» Your instructions:
Omit images. Retype all entries verbatim.

======

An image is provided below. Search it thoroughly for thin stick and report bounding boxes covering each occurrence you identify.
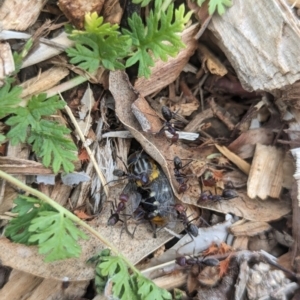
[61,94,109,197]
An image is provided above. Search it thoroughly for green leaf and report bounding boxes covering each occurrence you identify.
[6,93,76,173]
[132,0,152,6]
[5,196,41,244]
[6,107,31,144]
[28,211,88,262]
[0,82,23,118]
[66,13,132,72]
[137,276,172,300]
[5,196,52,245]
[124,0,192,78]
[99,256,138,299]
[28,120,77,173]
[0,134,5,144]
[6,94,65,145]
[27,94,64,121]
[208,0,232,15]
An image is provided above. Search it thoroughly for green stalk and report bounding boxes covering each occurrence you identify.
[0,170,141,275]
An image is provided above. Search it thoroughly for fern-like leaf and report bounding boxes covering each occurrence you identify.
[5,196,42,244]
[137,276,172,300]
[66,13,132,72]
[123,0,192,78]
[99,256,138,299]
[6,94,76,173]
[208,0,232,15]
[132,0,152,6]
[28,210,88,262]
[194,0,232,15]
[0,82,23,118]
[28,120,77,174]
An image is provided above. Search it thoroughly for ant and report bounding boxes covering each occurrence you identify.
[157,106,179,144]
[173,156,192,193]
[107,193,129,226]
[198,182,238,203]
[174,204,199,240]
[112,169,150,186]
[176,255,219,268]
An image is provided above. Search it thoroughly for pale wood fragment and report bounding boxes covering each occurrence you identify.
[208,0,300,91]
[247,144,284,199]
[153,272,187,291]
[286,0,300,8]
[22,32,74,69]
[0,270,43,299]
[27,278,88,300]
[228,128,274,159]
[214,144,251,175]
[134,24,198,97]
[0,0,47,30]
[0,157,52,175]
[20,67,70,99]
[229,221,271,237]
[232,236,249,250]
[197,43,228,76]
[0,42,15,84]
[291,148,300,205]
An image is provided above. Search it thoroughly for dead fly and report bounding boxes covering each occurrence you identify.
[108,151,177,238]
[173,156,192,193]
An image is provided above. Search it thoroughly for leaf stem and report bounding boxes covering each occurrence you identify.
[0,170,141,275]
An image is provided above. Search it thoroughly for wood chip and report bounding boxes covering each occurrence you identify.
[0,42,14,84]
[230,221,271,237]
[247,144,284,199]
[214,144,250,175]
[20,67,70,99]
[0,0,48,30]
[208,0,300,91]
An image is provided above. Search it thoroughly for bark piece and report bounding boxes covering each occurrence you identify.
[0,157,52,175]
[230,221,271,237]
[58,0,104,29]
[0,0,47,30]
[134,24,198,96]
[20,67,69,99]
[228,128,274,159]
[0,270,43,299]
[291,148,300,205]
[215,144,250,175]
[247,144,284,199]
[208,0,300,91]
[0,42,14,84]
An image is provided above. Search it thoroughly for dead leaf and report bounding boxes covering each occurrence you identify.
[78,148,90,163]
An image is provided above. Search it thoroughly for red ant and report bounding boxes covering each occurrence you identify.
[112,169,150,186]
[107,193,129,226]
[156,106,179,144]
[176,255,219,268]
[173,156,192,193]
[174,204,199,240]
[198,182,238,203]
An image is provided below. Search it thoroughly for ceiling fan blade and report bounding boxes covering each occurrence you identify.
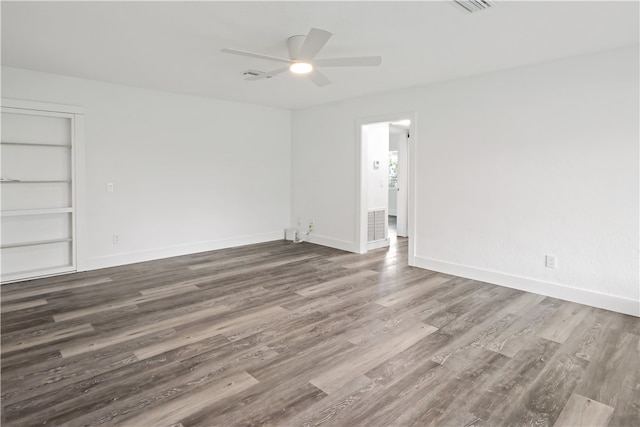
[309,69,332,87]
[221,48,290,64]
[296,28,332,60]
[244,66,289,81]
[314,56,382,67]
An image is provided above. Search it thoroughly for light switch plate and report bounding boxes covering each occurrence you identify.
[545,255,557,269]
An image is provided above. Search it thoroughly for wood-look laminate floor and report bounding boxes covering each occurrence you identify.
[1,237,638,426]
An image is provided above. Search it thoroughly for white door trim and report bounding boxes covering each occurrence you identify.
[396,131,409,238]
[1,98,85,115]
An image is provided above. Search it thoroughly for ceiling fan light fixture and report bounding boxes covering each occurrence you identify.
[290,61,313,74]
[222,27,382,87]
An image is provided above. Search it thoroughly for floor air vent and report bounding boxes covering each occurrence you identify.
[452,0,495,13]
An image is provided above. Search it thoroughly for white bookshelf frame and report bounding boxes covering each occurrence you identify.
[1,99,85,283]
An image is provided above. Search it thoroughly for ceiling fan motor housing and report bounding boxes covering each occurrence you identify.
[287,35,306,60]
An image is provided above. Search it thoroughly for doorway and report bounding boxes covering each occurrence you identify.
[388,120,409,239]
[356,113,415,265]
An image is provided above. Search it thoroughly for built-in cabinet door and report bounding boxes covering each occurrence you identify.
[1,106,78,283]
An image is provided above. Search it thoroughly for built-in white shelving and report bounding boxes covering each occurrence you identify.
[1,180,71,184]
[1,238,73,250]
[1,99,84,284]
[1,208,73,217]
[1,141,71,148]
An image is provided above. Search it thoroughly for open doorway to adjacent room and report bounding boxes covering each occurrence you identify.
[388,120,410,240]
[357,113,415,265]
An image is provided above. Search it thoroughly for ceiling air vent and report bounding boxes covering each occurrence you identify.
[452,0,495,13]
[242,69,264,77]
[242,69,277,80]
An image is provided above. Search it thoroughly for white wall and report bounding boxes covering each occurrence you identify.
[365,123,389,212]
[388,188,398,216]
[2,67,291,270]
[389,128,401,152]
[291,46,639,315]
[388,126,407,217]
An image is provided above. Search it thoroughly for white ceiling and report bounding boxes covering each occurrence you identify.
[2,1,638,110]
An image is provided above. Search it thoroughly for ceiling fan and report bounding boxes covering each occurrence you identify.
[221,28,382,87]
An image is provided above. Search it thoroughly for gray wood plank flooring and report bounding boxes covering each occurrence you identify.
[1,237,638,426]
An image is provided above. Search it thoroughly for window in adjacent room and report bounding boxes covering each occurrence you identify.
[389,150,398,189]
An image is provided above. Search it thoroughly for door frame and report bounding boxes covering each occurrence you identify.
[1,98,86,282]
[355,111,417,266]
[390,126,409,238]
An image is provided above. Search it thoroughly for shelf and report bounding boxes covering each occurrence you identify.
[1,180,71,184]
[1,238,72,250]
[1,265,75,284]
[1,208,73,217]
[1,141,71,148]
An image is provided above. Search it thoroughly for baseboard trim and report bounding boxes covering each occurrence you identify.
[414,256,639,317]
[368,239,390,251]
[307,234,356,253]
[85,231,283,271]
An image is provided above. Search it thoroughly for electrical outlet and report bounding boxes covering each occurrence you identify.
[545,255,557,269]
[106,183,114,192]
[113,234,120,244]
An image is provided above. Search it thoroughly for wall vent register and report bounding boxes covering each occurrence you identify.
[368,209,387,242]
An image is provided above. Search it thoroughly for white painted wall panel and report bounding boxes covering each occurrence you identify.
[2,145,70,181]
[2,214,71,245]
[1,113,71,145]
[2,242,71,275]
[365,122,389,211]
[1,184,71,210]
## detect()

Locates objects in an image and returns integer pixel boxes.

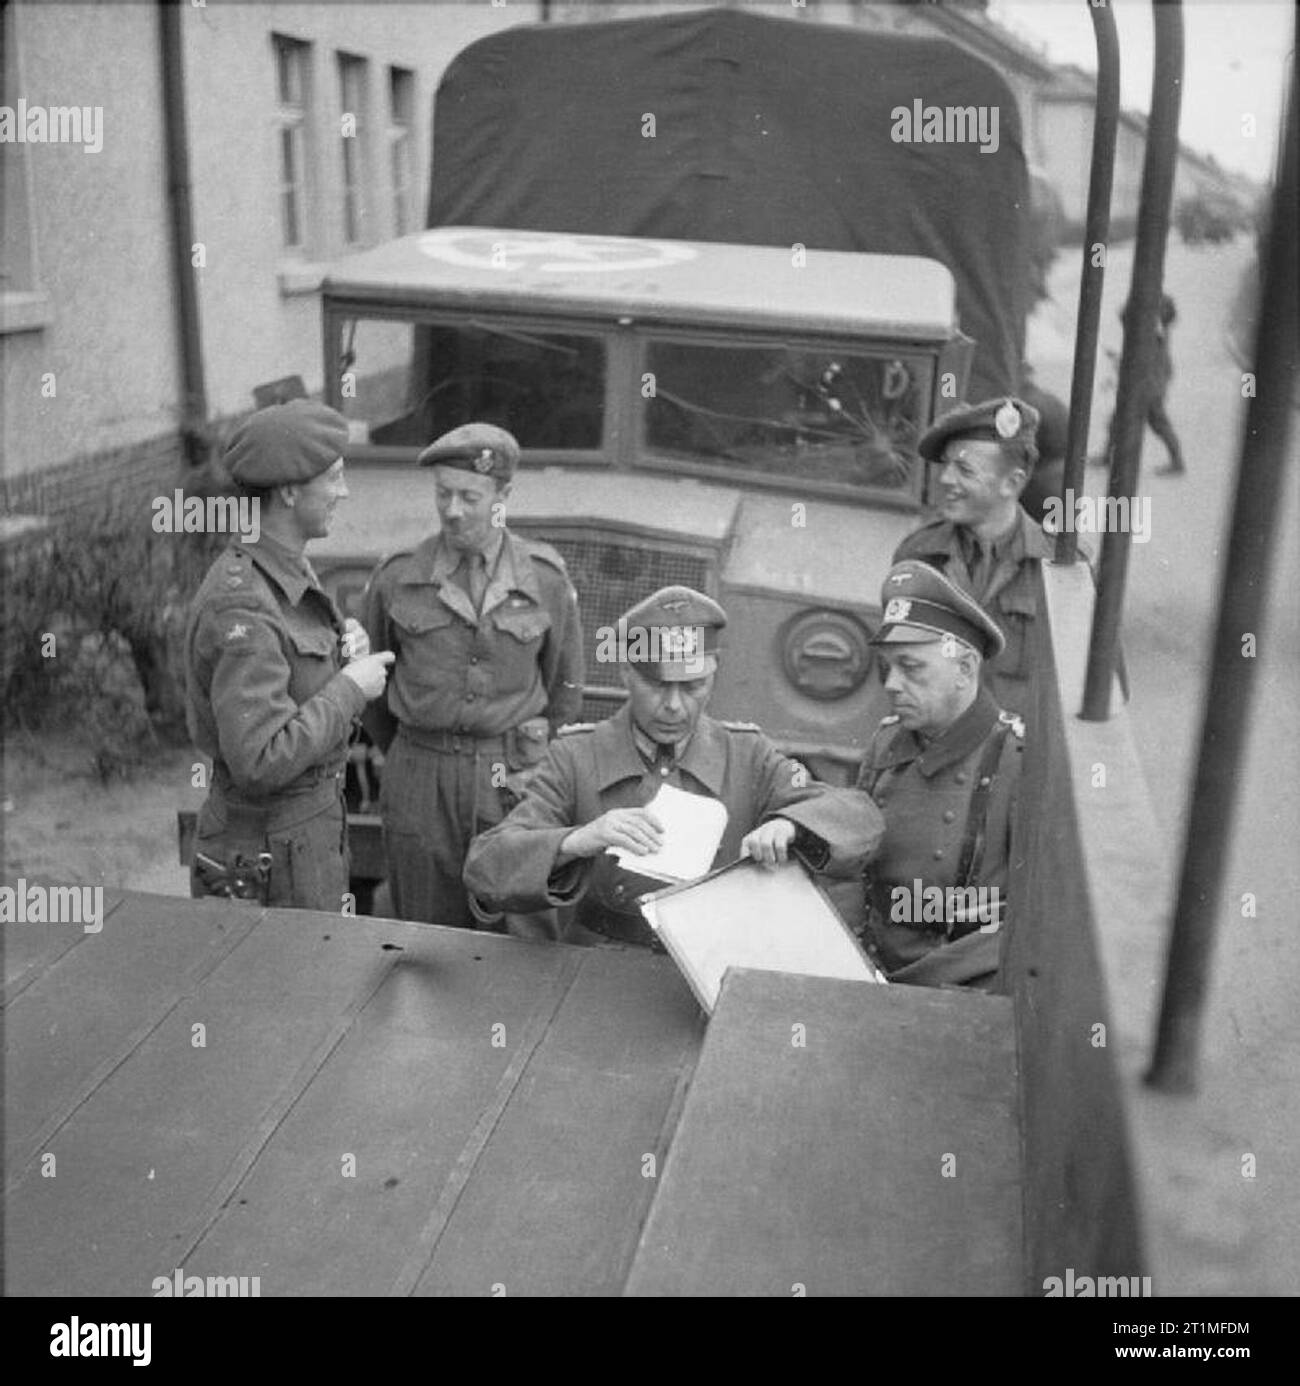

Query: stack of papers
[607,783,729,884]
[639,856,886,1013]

======

» Worked solution:
An image is provided below. Search it thoroughly for thin stick and report bounding boxes covering each occurrence you identify.
[61,94,109,197]
An image is provided above. Search it thoroughly for green leaf and report bounding boxes covering each occurrence you identify.
[6,93,76,173]
[132,0,152,6]
[5,196,41,244]
[6,107,31,144]
[28,211,88,262]
[0,82,23,118]
[66,13,132,72]
[137,276,172,300]
[5,196,52,245]
[124,0,192,78]
[99,256,138,299]
[28,120,77,173]
[0,134,5,144]
[6,94,65,145]
[27,94,64,121]
[208,0,232,15]
An image is provided above. Search it thoroughly for green stalk and report bounding boxes covering each occurrence you identify.
[0,170,141,275]
An image is provided above. Search it thoroughly for fern-like leaf and report bounding boxes covering each occurrence you identify.
[5,196,42,244]
[137,276,172,300]
[66,13,132,72]
[123,0,192,78]
[99,256,138,299]
[6,94,76,173]
[208,0,232,15]
[132,0,152,6]
[28,210,88,262]
[194,0,232,15]
[0,82,23,118]
[28,120,77,174]
An image is provided above. Search it thoroughly for ant and report bounding boxes covering each occurrence you identify.
[157,106,179,144]
[173,156,192,193]
[107,193,129,226]
[198,182,238,203]
[174,204,199,240]
[112,169,150,186]
[176,255,219,268]
An image is provided above. Search it thoroughly for pale wood fragment and report bounding boxes covering each occurrence you identify.
[208,0,300,91]
[247,144,284,199]
[153,272,187,291]
[286,0,300,8]
[22,32,74,69]
[0,270,43,299]
[27,278,88,300]
[228,128,274,159]
[214,144,251,175]
[134,24,198,97]
[0,0,47,30]
[0,157,52,175]
[20,67,70,99]
[229,221,271,237]
[232,236,249,250]
[197,43,228,76]
[0,42,15,84]
[291,148,300,205]
An image is provided above. Search it thoroughly for dead fly and report bounding boxes covering each occurrence you identify.
[108,151,177,238]
[173,156,192,193]
An image is provided above. Search it thoroughly for leaf stem and report bounding boxes covering each occurrence you identify.
[0,170,141,275]
An image is provided above. Search it thoroughly for wood chip and report bounding boxes covering each occurrence you identify.
[0,42,14,84]
[230,221,271,237]
[247,144,284,199]
[214,144,250,175]
[20,67,70,99]
[0,0,48,30]
[208,0,300,91]
An image is provided above. Search it thoroughly for bark piece and report bounding boxes covering each occurrence you identify.
[0,157,52,175]
[230,221,271,237]
[58,0,104,29]
[0,0,47,30]
[134,24,198,96]
[20,67,69,99]
[228,128,274,159]
[0,270,43,299]
[291,148,300,205]
[215,144,250,175]
[247,144,284,199]
[208,0,300,91]
[0,42,14,84]
An image is provided above. Search it thoroughly for dead leaf and report bounding boxes covering each occurrence you identify.
[78,148,90,163]
An image is provided above. Search it thoroughly for red ant and report bounding boxes covering each occurrence you identify.
[112,169,150,186]
[107,193,129,226]
[156,106,179,144]
[176,255,219,268]
[173,156,192,193]
[174,204,199,240]
[198,182,238,203]
An image is provided below. Search it thoroughly for ceiling fan blade and report bounding boxes covering each occurrence you identify.
[309,69,332,87]
[221,48,290,64]
[296,28,332,60]
[244,66,289,81]
[314,56,382,67]
An image is provided above. Search it thoroughly for light switch plate and report bounding boxes covering each occurrence you identify.
[545,255,557,269]
An image is provided above. Search it thoroughly for wood-look laminate floor and report bounding boxes covering each occurrence you identify.
[1,237,638,426]
An image is provided above. Search it thoroughly for white door trim and report bounding boxes covering each occurrence you identify.
[396,131,409,238]
[1,98,85,115]
An image is provided above. Search it thoroughly for ceiling fan light fixture and report bounding boxes covering each occurrence you identify.
[290,61,313,74]
[222,27,382,87]
An image is provided above. Search it thoroughly for floor air vent and report bounding boxes covering each occurrence you identify.
[452,0,495,13]
An image is provided above. Search it thoroughly for white bookshelf frame and report bounding boxes covering each occurrence you identify.
[1,99,85,283]
An image is provided above. Search it thoroughly for ceiling fan motor housing and report bounding boxes covering each occurrence you identify.
[287,35,306,60]
An image is provided above. Search it thoroughly for doorway and report bounding boxes covering each occurrence you identify.
[388,120,409,239]
[356,113,415,265]
An image is provided above. Search it thoroughly for built-in cabinet door and report bounding boxes covering each occurrence you identify.
[1,106,78,283]
An image is provided above. Search it thoroughly for built-in white shelving and report bounding boxes covering each occurrence you identify.
[1,180,71,184]
[1,238,73,250]
[1,99,84,284]
[1,208,73,217]
[1,141,71,148]
An image is provided above. Search it thoroughly for open doorway to adjacent room and report bounding boxes covering each occurrence you identify.
[388,120,410,240]
[357,113,415,265]
An image is provided above. Search it thoroughly for ceiling air vent and report bounding boxes covering each occurrence you identify.
[452,0,495,13]
[242,69,264,77]
[242,69,277,80]
An image is provided above. Search it thoroughly for white wall and report bounding boxes covering each occurrence you identify.
[365,123,389,212]
[388,188,398,216]
[2,67,291,270]
[389,128,401,152]
[291,46,639,315]
[388,126,407,217]
An image is provided above. Search it thoroughly for white ceiling and report bounding boxes covering each occurrence you identify.
[2,1,638,110]
An image is provided above. Search it thoroughly for ceiling fan and report bounding boxes covering each occurrence you identify.
[221,28,382,87]
An image is provided above. Search it thoroughly for gray wood plank flooring and report bounding boxes covering each occurrence you identify.
[1,237,638,426]
An image is provided above. Search it thoroughly for window in adjacent room and report bounding boxes covering each occurrence you identify.
[389,150,398,189]
An image is provided above. Search it thoroughly for door frame and report bounding boxes covering each occurrence you identify.
[1,98,86,282]
[355,111,417,266]
[390,126,409,238]
An image is provided above. Search it thoroughly for shelf and report bounding boxes covering each occurrence you identify.
[1,180,71,184]
[1,238,72,250]
[1,265,75,284]
[1,208,73,217]
[1,141,71,148]
An image is provided above. Search it thoroughly for baseboard trim and report bounding boxes covering each occurrence you identify.
[414,256,639,317]
[368,239,390,251]
[307,234,356,253]
[85,231,283,271]
An image is provided above. Search it thoroughly for electrical outlet and report bounding boxes covering each occurrence you identify.
[545,255,557,269]
[106,183,114,192]
[113,234,120,244]
An image is provided above. Search it thoroughly for wall vent register and report bounding boxes covering each occurrence you identify.
[368,209,387,242]
An image is provided above. Search it thoroughly for white painted wall panel and report bounding boxes covering each occurrence you identify.
[2,145,70,181]
[2,214,71,245]
[1,113,71,145]
[2,242,71,275]
[365,122,389,211]
[1,184,71,210]
## detect()

Locates objects in an image and returns integer pixel boxes.


Query: stack of papers
[607,783,729,884]
[639,856,886,1013]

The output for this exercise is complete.